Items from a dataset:
|---|
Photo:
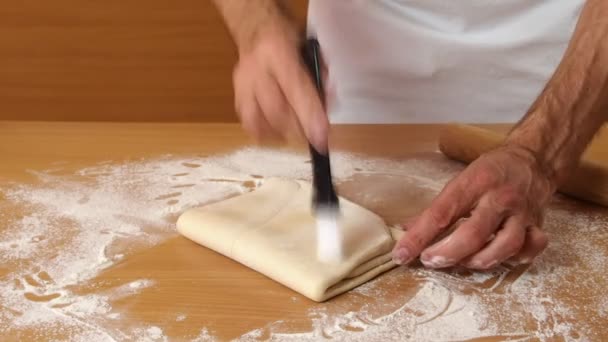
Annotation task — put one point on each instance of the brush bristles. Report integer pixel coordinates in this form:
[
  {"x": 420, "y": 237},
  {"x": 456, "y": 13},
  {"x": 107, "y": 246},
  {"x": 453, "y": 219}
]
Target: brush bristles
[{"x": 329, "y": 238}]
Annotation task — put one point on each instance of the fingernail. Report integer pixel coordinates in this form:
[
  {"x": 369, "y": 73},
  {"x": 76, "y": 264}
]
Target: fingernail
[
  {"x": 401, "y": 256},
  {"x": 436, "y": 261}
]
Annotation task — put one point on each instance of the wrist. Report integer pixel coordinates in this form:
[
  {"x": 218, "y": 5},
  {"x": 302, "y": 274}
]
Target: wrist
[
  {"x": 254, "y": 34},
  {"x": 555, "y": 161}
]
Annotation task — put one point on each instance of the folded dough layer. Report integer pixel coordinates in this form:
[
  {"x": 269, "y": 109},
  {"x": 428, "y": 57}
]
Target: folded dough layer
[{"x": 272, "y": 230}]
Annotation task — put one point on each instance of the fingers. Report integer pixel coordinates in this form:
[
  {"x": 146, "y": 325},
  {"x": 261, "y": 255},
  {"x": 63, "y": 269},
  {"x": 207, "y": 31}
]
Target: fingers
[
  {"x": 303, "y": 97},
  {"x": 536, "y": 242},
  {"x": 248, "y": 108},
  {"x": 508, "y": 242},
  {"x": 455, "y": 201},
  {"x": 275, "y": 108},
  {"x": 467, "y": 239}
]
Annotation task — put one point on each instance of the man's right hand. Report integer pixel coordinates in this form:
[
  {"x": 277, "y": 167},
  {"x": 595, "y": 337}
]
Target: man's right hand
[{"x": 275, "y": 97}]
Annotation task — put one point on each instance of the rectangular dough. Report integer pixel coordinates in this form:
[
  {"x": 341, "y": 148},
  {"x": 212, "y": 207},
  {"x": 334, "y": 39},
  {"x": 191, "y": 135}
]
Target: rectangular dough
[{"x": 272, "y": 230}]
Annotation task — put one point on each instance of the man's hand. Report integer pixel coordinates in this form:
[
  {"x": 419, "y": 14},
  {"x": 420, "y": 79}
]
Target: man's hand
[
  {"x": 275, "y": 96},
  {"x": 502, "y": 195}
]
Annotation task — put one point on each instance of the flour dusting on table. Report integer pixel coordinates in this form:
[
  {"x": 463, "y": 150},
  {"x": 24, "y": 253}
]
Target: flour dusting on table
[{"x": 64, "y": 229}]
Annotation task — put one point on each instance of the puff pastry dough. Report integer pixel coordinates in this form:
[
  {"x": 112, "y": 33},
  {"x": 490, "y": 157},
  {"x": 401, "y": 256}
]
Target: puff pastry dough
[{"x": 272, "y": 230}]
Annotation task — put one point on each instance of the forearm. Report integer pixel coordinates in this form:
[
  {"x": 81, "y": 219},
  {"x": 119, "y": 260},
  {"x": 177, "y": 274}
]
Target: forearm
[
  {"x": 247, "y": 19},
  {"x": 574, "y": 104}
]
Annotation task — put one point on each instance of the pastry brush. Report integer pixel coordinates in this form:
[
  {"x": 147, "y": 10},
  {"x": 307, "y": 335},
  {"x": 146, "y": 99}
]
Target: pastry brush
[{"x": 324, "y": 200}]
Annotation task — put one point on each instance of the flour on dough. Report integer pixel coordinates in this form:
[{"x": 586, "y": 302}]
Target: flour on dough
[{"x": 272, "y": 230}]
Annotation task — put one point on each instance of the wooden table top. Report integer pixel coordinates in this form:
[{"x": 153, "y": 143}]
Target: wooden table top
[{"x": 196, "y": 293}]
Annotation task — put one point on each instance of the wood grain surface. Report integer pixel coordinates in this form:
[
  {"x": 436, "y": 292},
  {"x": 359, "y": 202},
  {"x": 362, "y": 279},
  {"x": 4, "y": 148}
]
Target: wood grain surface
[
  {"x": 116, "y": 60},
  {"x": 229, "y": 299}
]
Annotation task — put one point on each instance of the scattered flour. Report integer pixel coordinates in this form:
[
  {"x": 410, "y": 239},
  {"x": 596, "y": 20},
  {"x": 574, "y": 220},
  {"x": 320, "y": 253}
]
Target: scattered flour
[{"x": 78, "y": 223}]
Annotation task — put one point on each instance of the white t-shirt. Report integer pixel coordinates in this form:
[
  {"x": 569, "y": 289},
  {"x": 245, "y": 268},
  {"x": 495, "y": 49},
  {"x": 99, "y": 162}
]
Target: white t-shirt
|---|
(Problem requirements):
All of the data needs repeating exactly, but the pictures do not.

(Exercise result):
Photo:
Annotation task — put one point on each instance of the brush bristles. Report integer pixel coordinates in this form:
[
  {"x": 420, "y": 237},
  {"x": 456, "y": 13},
  {"x": 107, "y": 246},
  {"x": 453, "y": 219}
]
Target: brush bristles
[{"x": 329, "y": 238}]
Annotation task — put one point on each instance of the fingernail. Report integer pixel coordinates in this form:
[
  {"x": 369, "y": 73},
  {"x": 76, "y": 264}
]
Target: fingernail
[
  {"x": 401, "y": 256},
  {"x": 436, "y": 261}
]
Annotation task — put one point on each instance of the wrist. Report integer pixel coordinates in this form:
[
  {"x": 218, "y": 5},
  {"x": 302, "y": 274}
]
Target: wrist
[
  {"x": 254, "y": 34},
  {"x": 555, "y": 161}
]
Annotation task — put one point on each instance of the folded dough layer. Report integer pixel coordinates in this form:
[
  {"x": 269, "y": 109},
  {"x": 428, "y": 57}
]
Target: folded dough layer
[{"x": 272, "y": 230}]
Annotation task — put one point on each instance of the fingers. Report integer pixel coordinates in this form:
[
  {"x": 146, "y": 325},
  {"x": 261, "y": 255},
  {"x": 63, "y": 269},
  {"x": 207, "y": 31}
]
Target: fingers
[
  {"x": 303, "y": 97},
  {"x": 536, "y": 242},
  {"x": 248, "y": 108},
  {"x": 508, "y": 242},
  {"x": 455, "y": 201},
  {"x": 275, "y": 108},
  {"x": 467, "y": 239}
]
Annotation task — put one point on each instance of the man's right hand. Report integer pixel coordinates in this form:
[
  {"x": 277, "y": 167},
  {"x": 595, "y": 337}
]
Target: man's right hand
[{"x": 275, "y": 97}]
Annotation task — put one point on each instance of the rectangular dough. Report integer pixel coordinates in this form:
[
  {"x": 341, "y": 148},
  {"x": 212, "y": 207},
  {"x": 334, "y": 39},
  {"x": 191, "y": 135}
]
Target: rectangular dough
[{"x": 272, "y": 230}]
Annotation task — put one point on each instance of the man's hand. Report integer pixel coordinates in this form:
[
  {"x": 419, "y": 14},
  {"x": 420, "y": 79}
]
Target: man's hand
[
  {"x": 275, "y": 96},
  {"x": 502, "y": 195}
]
Annotation task — put one point on each instance of the flour dusting on table. Report integer pixel coordinates in this form:
[
  {"x": 463, "y": 150},
  {"x": 24, "y": 253}
]
Target: flour dusting on table
[{"x": 64, "y": 229}]
Annotation task — put one point on each instance of the puff pastry dough. Report integer pixel coordinates in this form:
[
  {"x": 112, "y": 33},
  {"x": 490, "y": 157},
  {"x": 401, "y": 256}
]
Target: puff pastry dough
[{"x": 272, "y": 230}]
Annotation task — put one point on each instance of the forearm. Report integer pixel coordinates in this form:
[
  {"x": 81, "y": 219},
  {"x": 119, "y": 260},
  {"x": 177, "y": 274}
]
Target: forearm
[
  {"x": 247, "y": 19},
  {"x": 574, "y": 104}
]
Annotation task — put one point on each instance of the pastry brush. Report integer pixel coordinates in this form:
[
  {"x": 147, "y": 10},
  {"x": 307, "y": 335},
  {"x": 146, "y": 99}
]
Target: pastry brush
[{"x": 324, "y": 200}]
Annotation task — put one point on each instance of the flour on dough. Report integer pixel coordinates in this form:
[{"x": 586, "y": 302}]
Target: flour on dough
[{"x": 272, "y": 230}]
Annotation task — put one point on each instance of the wooden table top. Report integer pixel coordinates in this form:
[{"x": 153, "y": 143}]
Target: wooden table top
[{"x": 196, "y": 293}]
Annotation task — put one point on each instance of the wood grain surface. Report integer pixel coordinates in this form:
[
  {"x": 436, "y": 292},
  {"x": 359, "y": 202},
  {"x": 362, "y": 279},
  {"x": 4, "y": 148}
]
Target: wood grain surface
[
  {"x": 116, "y": 60},
  {"x": 229, "y": 299}
]
Annotation task — put one point on each instance of the scattered flour. Report integer pixel coordinates in this form:
[
  {"x": 410, "y": 239},
  {"x": 596, "y": 20},
  {"x": 574, "y": 220},
  {"x": 320, "y": 253}
]
Target: scattered flour
[{"x": 78, "y": 223}]
Annotation task — put one point on each instance of the white t-shirt. Report integer pixel coordinates in this form:
[
  {"x": 569, "y": 289},
  {"x": 245, "y": 268},
  {"x": 495, "y": 49},
  {"x": 99, "y": 162}
]
Target: white t-shirt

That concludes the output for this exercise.